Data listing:

++++++++

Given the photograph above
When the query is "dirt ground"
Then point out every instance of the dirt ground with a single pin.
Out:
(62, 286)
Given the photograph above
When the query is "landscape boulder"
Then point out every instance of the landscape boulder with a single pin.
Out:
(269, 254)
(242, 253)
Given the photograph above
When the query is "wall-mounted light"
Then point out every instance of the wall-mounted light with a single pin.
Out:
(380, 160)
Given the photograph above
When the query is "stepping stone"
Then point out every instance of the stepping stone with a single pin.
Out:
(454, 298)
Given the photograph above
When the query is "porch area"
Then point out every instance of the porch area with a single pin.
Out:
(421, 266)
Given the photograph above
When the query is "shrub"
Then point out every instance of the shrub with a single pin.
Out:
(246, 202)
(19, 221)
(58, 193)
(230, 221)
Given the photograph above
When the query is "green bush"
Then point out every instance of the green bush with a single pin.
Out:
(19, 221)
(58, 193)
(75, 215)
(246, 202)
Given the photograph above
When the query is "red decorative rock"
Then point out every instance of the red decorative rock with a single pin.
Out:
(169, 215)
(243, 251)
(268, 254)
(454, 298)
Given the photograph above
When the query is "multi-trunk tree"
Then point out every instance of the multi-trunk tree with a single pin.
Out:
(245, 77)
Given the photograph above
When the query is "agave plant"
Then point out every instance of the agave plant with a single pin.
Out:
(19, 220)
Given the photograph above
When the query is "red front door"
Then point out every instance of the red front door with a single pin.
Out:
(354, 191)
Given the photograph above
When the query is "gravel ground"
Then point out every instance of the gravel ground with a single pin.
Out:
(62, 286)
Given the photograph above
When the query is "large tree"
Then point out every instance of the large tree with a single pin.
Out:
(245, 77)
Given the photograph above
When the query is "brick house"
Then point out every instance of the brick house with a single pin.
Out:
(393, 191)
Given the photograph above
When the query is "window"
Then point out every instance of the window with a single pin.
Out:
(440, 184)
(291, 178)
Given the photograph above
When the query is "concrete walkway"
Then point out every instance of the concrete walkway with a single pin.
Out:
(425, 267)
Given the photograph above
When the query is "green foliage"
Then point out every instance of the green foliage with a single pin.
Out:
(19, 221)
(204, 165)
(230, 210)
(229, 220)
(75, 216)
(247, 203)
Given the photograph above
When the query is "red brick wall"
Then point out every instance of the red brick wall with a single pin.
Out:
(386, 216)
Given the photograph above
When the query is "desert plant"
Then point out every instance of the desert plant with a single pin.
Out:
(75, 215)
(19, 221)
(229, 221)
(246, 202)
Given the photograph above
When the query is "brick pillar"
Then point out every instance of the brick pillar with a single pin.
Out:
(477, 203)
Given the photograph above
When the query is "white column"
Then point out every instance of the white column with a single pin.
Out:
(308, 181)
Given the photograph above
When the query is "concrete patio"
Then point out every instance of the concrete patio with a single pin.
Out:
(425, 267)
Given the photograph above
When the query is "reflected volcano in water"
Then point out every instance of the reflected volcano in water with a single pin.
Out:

++++++++

## Problem to solve
Pick out every line in the records that contains the string "agave". Uppercase and lowercase letters count as different.

## Solution to this problem
When the query is "agave plant"
Then point out every instance of the agave plant with a single pin.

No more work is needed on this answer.